← Back to blog

C++ std::unordered_map: Essential Methods and Practical Uses

C++ std::unordered_map is a hash table–based associative container that stores key–value pairs and provides average-case amortized O(1) lookup, insertion, and deletion. It’s a go-to choice when you need fast access by key and don’t care about ordering.

This post covers the most useful methods, when to use them, and common patterns you’ll reach for in real code.

Prerequisites / C++ version notes

  • contains() is C++20 (compile with e.g. -std=c++20).
  • try_emplace() and insert_or_assign() are C++17.
  • Everything else shown is available in C++11+.

References (cppreference):

  • std::unordered_map: https://en.cppreference.com/w/cpp/container/unordered_map
  • operator[]: https://en.cppreference.com/w/cpp/container/unordered_map/operator_at
  • try_emplace: https://en.cppreference.com/w/cpp/container/unordered_map/try_emplace
  • insert_or_assign: https://en.cppreference.com/w/cpp/container/unordered_map/insert_or_assign
  • reserve / rehash: https://en.cppreference.com/w/cpp/container/unordered_map/reserve

A quick mental model (why “average O(1)” isn’t guaranteed)

An unordered_map keeps buckets (an array) and uses a hash function to map each key to a bucket index. When multiple keys land in the same bucket (collisions), the container must resolve them (implementation-dependent, but conceptually it means more work within that bucket).

  • With a good hash and a controlled load factor (roughly “elements per bucket”), operations are typically O(1) on average.
  • In the worst case, many keys collide into one bucket (e.g., poor hash or adversarial inputs), and lookup/insert/erase can degrade toward O(n).

If you accept untrusted keys (e.g., network/user input), hash quality and collision behavior matter more.

When to choose unordered_map

Use std::unordered_map<Key, T> when:

  • You need fast key-based access and updates.
  • The order of keys doesn’t matter.
  • You can provide a hash (built-in or custom) for the key type.

Prefer std::map when you need ordered traversal, range queries, or stable iteration order.

**THE TASKS:**
A. In the article on std::unordered_map, what worst-case situation can make lookup, insert, and erase degrade toward O(n)?
B. Resume the article on std::unordered_map, picking up right after its final sentence.

**STORED DATA:**
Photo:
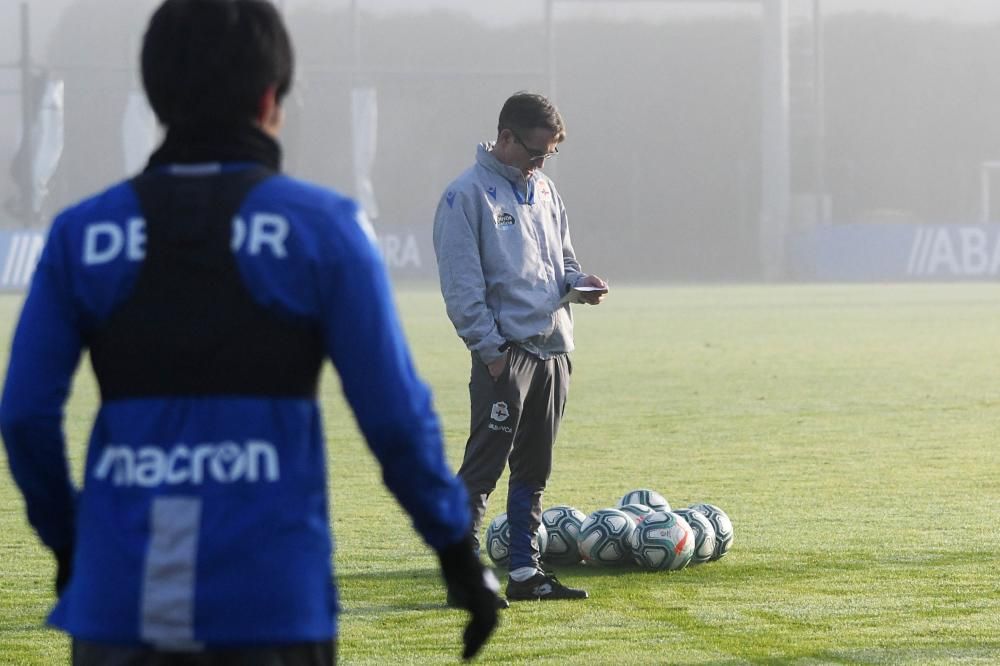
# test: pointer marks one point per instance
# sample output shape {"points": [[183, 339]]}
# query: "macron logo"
{"points": [[225, 462]]}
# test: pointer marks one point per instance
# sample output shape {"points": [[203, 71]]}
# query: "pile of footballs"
{"points": [[641, 530]]}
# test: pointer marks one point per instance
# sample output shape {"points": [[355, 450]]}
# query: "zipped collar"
{"points": [[522, 187]]}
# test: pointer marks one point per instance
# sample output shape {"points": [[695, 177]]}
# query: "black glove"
{"points": [[64, 568], [473, 587]]}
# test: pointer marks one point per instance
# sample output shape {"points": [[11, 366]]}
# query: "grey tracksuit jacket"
{"points": [[505, 260]]}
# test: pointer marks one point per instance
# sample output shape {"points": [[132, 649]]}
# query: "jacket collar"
{"points": [[217, 143]]}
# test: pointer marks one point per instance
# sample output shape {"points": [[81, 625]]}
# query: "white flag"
{"points": [[364, 125], [47, 141], [139, 132]]}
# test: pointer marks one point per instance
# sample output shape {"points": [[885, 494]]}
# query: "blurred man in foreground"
{"points": [[208, 291]]}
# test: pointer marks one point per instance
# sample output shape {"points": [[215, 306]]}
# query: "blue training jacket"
{"points": [[202, 519]]}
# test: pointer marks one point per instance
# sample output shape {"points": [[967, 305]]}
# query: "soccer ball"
{"points": [[723, 527], [562, 523], [637, 511], [498, 540], [663, 540], [604, 537], [704, 534], [650, 498]]}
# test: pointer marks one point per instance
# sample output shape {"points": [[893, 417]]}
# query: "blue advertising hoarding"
{"points": [[895, 252], [407, 253]]}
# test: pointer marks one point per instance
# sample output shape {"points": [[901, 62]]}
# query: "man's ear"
{"points": [[269, 110]]}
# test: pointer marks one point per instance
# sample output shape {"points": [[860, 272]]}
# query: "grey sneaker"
{"points": [[541, 586]]}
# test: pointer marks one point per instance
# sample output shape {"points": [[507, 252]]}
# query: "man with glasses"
{"points": [[506, 265]]}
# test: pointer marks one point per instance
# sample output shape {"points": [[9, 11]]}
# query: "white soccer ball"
{"points": [[650, 498], [704, 534], [498, 540], [604, 537], [663, 541], [637, 511], [723, 527], [562, 523]]}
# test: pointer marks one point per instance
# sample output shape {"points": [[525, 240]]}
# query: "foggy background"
{"points": [[661, 171]]}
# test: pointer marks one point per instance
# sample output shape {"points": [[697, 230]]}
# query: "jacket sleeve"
{"points": [[460, 269], [393, 407], [43, 357], [571, 267]]}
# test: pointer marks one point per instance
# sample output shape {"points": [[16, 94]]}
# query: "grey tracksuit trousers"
{"points": [[516, 418]]}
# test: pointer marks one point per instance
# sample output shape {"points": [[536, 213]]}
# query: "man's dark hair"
{"points": [[210, 61], [526, 111]]}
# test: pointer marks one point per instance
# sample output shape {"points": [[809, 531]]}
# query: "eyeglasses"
{"points": [[534, 155]]}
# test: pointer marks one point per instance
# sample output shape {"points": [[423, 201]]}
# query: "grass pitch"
{"points": [[850, 432]]}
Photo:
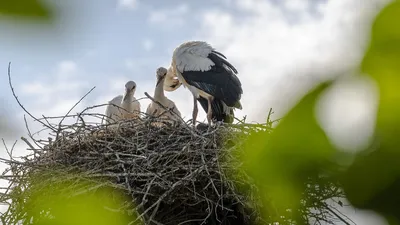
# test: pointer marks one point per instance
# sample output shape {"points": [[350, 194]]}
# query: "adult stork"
{"points": [[209, 76], [123, 106]]}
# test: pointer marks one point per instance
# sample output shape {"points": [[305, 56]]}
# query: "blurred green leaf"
{"points": [[282, 161], [25, 8], [75, 203], [373, 181]]}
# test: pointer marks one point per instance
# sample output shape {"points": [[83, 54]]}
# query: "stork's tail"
{"points": [[220, 111]]}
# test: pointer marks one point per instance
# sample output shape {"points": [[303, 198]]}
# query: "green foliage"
{"points": [[298, 149], [72, 203], [33, 9], [295, 151], [373, 181]]}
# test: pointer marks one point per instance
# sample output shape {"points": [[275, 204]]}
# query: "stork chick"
{"points": [[155, 109], [129, 103], [123, 106]]}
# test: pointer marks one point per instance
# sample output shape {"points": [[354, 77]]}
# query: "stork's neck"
{"points": [[159, 91]]}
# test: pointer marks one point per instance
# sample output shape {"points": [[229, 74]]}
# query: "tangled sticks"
{"points": [[172, 174]]}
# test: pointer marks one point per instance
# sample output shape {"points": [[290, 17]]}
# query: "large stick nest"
{"points": [[171, 174]]}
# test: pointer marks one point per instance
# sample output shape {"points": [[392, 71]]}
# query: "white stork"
{"points": [[126, 106], [209, 76], [155, 109]]}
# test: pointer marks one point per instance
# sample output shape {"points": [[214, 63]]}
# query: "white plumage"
{"points": [[155, 109], [210, 78], [123, 106]]}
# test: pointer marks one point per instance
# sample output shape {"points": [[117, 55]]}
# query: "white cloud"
{"points": [[278, 60], [148, 44], [55, 94], [127, 4], [170, 17]]}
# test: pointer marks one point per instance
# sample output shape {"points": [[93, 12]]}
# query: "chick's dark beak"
{"points": [[160, 79]]}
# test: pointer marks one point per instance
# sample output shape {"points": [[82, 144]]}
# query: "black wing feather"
{"points": [[217, 108], [220, 81]]}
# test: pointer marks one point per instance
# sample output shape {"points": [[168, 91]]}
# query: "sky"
{"points": [[281, 48]]}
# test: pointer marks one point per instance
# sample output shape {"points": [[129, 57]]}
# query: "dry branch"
{"points": [[171, 174]]}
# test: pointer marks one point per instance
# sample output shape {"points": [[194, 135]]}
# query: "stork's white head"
{"points": [[130, 88], [161, 72]]}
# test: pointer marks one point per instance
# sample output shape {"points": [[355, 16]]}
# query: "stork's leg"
{"points": [[209, 111], [195, 111]]}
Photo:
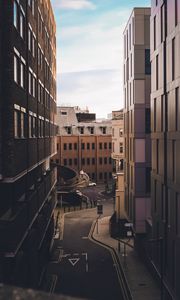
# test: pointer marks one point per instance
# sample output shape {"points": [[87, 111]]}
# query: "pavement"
{"points": [[139, 280]]}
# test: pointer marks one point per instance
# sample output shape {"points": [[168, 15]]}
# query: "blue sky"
{"points": [[90, 52]]}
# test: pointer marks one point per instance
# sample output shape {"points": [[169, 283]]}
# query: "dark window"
{"points": [[148, 120], [173, 58], [176, 108], [155, 33], [100, 175], [147, 62], [176, 12], [157, 72], [148, 180]]}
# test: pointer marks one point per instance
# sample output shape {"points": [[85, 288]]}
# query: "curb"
{"points": [[120, 272]]}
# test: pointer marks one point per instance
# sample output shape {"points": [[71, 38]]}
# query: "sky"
{"points": [[90, 52]]}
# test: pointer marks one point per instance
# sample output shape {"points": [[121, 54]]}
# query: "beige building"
{"points": [[137, 83], [117, 140], [165, 124], [84, 143]]}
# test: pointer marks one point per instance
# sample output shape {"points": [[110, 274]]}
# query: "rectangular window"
{"points": [[173, 58], [174, 160], [176, 12], [147, 62], [157, 72], [154, 32], [176, 108], [15, 14], [15, 69]]}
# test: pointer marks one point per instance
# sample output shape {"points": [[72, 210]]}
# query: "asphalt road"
{"points": [[83, 268]]}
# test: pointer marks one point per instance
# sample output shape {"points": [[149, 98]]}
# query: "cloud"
{"points": [[74, 4]]}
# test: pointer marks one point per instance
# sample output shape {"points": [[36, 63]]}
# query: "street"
{"points": [[81, 267]]}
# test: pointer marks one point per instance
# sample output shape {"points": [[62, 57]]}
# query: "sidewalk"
{"points": [[141, 283]]}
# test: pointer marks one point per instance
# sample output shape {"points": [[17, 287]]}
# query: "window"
{"points": [[121, 147], [147, 62], [15, 8], [154, 32], [176, 108], [148, 121], [157, 72], [173, 58], [176, 12]]}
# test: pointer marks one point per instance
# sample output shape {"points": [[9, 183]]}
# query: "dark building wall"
{"points": [[27, 140], [165, 114]]}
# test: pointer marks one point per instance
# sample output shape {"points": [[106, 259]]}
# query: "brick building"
{"points": [[27, 138], [84, 143]]}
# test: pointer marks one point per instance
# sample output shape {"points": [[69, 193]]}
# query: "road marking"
{"points": [[73, 261]]}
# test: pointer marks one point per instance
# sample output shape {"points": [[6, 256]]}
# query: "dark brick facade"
{"points": [[27, 180]]}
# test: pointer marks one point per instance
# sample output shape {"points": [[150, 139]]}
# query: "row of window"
{"points": [[37, 126], [84, 146]]}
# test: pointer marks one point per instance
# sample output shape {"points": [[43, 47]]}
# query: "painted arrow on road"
{"points": [[73, 261]]}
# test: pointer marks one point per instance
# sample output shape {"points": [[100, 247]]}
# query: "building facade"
{"points": [[117, 140], [165, 108], [27, 138], [137, 84], [84, 143]]}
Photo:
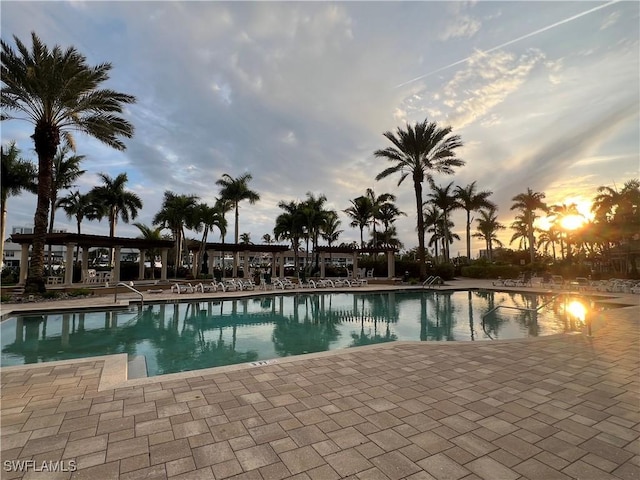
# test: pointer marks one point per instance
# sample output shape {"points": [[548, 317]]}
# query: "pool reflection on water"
{"points": [[201, 334]]}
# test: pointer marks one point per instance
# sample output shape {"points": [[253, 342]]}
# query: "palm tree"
{"points": [[472, 201], [17, 175], [116, 202], [446, 200], [360, 212], [420, 151], [377, 202], [150, 233], [177, 211], [236, 190], [78, 206], [528, 202], [57, 92], [330, 230], [388, 214], [207, 218], [488, 226], [315, 217], [290, 225], [66, 170]]}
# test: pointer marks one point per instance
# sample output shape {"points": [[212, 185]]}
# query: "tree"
{"points": [[446, 200], [528, 202], [58, 92], [290, 225], [420, 151], [360, 212], [471, 200], [488, 227], [176, 212], [116, 202], [330, 230], [17, 175], [205, 219], [66, 170], [377, 203], [150, 233], [237, 190]]}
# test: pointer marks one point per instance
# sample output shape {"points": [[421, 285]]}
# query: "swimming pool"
{"points": [[191, 335]]}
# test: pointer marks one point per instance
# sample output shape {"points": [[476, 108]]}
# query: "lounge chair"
{"points": [[207, 287], [181, 288], [245, 284], [228, 285], [283, 283]]}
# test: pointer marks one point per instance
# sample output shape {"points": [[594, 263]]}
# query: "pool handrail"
{"points": [[115, 293]]}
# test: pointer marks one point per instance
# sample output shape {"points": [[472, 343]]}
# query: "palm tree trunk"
{"points": [[420, 224], [468, 235]]}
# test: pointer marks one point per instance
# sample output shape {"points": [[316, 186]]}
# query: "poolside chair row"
{"points": [[226, 285]]}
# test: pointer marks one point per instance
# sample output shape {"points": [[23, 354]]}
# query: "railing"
{"points": [[432, 280], [115, 294], [522, 309]]}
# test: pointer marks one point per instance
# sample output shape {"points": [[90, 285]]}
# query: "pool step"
{"points": [[137, 367]]}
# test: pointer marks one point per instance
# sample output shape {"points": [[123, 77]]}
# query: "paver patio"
{"points": [[559, 407]]}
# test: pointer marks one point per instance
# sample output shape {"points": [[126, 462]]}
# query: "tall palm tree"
{"points": [[17, 175], [315, 217], [66, 170], [116, 202], [150, 233], [177, 211], [78, 206], [360, 212], [205, 219], [377, 202], [290, 225], [488, 227], [446, 200], [237, 190], [388, 214], [58, 92], [471, 200], [528, 202], [420, 151], [330, 230]]}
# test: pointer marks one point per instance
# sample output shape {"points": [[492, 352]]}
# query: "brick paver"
{"points": [[562, 407]]}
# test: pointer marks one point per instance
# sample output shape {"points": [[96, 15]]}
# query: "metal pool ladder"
{"points": [[115, 294]]}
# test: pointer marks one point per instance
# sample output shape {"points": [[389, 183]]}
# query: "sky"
{"points": [[544, 95]]}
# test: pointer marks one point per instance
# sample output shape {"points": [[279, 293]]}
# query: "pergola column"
{"points": [[68, 271], [115, 273], [24, 263], [143, 252], [164, 255], [85, 263]]}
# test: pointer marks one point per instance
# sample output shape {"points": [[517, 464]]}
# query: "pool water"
{"points": [[192, 335]]}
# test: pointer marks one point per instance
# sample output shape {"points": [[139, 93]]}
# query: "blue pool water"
{"points": [[192, 335]]}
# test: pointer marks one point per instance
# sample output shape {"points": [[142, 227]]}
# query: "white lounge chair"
{"points": [[181, 288], [283, 283]]}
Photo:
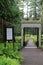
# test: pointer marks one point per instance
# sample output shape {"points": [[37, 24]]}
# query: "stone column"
{"points": [[39, 36]]}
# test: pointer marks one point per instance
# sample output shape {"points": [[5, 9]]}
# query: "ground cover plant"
{"points": [[10, 55]]}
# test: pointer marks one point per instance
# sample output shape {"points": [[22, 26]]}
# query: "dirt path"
{"points": [[32, 56]]}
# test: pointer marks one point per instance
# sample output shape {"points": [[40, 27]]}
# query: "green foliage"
{"points": [[9, 10], [12, 54], [8, 61]]}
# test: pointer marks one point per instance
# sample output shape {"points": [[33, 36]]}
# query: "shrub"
{"points": [[8, 61], [12, 54]]}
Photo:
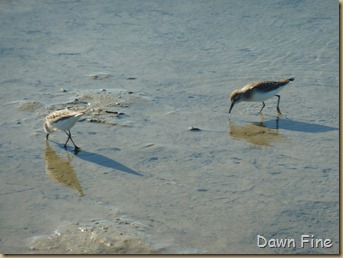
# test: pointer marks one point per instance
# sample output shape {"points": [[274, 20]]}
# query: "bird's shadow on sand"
{"points": [[100, 160], [292, 125]]}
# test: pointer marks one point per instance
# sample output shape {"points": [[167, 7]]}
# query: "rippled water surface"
{"points": [[147, 72]]}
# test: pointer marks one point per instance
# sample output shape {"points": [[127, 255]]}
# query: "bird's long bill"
{"points": [[232, 104]]}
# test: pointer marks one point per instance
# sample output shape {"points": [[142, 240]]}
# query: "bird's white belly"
{"points": [[66, 124], [262, 96]]}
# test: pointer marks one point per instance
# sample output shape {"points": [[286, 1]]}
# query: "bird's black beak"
{"points": [[232, 104]]}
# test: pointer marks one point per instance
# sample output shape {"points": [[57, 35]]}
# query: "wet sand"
{"points": [[145, 73]]}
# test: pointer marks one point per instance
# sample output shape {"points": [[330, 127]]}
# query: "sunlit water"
{"points": [[208, 191]]}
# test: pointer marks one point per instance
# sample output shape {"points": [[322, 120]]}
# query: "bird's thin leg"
{"points": [[262, 108], [277, 107], [69, 137], [76, 148]]}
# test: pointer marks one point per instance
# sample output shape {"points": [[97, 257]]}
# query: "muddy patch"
{"points": [[118, 236]]}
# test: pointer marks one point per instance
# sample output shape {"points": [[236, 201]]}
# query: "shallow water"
{"points": [[155, 69]]}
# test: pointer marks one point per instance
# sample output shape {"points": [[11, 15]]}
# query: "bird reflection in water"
{"points": [[258, 133], [60, 169]]}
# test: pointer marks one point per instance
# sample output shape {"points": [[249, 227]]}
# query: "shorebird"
{"points": [[62, 120], [259, 91]]}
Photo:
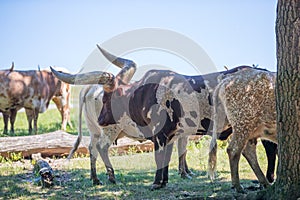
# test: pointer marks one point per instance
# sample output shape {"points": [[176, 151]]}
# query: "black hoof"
{"points": [[112, 180], [186, 176], [157, 186], [97, 182]]}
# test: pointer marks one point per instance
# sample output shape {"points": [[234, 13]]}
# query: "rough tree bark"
{"points": [[287, 185]]}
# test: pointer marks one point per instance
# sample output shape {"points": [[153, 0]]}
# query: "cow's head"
{"points": [[111, 84]]}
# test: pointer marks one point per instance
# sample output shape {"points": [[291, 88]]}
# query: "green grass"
{"points": [[134, 173]]}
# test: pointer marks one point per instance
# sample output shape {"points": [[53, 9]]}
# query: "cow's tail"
{"points": [[218, 119], [82, 95]]}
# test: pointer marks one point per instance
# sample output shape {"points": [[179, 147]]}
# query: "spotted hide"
{"points": [[163, 105], [90, 101], [33, 91], [247, 99]]}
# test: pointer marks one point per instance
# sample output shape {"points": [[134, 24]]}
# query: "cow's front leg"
{"points": [[93, 158], [250, 154], [103, 145], [271, 151], [13, 115], [234, 151], [183, 167], [162, 158], [29, 115], [5, 120]]}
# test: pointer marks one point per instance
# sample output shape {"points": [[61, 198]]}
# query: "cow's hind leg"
{"points": [[103, 146], [93, 159], [13, 115], [183, 167], [250, 154], [162, 158], [29, 114], [167, 159], [234, 151], [271, 151], [5, 120]]}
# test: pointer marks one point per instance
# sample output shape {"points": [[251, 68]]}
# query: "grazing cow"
{"points": [[90, 100], [32, 90], [247, 99], [163, 105]]}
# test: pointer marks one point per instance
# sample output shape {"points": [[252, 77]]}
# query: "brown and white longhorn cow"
{"points": [[163, 105], [32, 90], [90, 101], [247, 99]]}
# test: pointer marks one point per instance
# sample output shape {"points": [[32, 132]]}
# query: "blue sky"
{"points": [[64, 33]]}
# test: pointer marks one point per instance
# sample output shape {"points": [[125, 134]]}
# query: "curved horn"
{"points": [[128, 66], [12, 67], [96, 77], [119, 62]]}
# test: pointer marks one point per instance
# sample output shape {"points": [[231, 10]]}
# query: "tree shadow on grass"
{"points": [[76, 184]]}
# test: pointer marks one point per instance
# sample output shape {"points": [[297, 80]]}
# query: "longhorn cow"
{"points": [[247, 99], [163, 105], [90, 101], [33, 90]]}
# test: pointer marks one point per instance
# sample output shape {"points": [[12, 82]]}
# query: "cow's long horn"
{"points": [[12, 67], [128, 66], [120, 62], [96, 77]]}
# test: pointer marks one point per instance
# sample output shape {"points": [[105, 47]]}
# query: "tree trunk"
{"points": [[287, 185]]}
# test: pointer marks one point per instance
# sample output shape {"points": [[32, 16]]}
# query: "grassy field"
{"points": [[134, 172]]}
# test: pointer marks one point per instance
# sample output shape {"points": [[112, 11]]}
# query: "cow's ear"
{"points": [[126, 74]]}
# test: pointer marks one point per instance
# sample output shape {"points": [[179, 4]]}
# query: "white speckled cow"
{"points": [[247, 99], [163, 105], [33, 90], [90, 100]]}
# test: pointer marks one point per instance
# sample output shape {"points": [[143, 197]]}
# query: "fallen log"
{"points": [[59, 144]]}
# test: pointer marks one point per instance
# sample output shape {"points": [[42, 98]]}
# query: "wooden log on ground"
{"points": [[59, 143]]}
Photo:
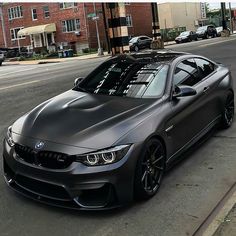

**EXERCISE ANSWERS:**
A. Many keys colliding into one bucket, for example because of a poor hash or adversarial inputs.

B.
Basic anatomy

#include <unordered_map>
#include <string>

std::unordered_map<std::string, int> counts;

Key points:

  • Keys are unique.
  • Iteration order is unspecified and can change after rehashing.
  • Performance depends on hash quality and load factor.

Core methods you’ll use constantly

operator[]: insert-or-access (with caveats)

counts["apple"] += 1;  // inserts "apple" with value 0 if missing, then increments

operator[] is convenient, but:

  • It inserts when the key is absent (default-initializing the mapped value).
  • It requires mapped_type to be default-insertable. If T has no default constructor, m[key] won’t compile.

If you only want to read without inserting, prefer find() / contains() / at().

at(): bounds-checked access

int n = counts.at("apple"); // throws std::out_of_range if missing

Use at() when absence is exceptional and you want an explicit failure.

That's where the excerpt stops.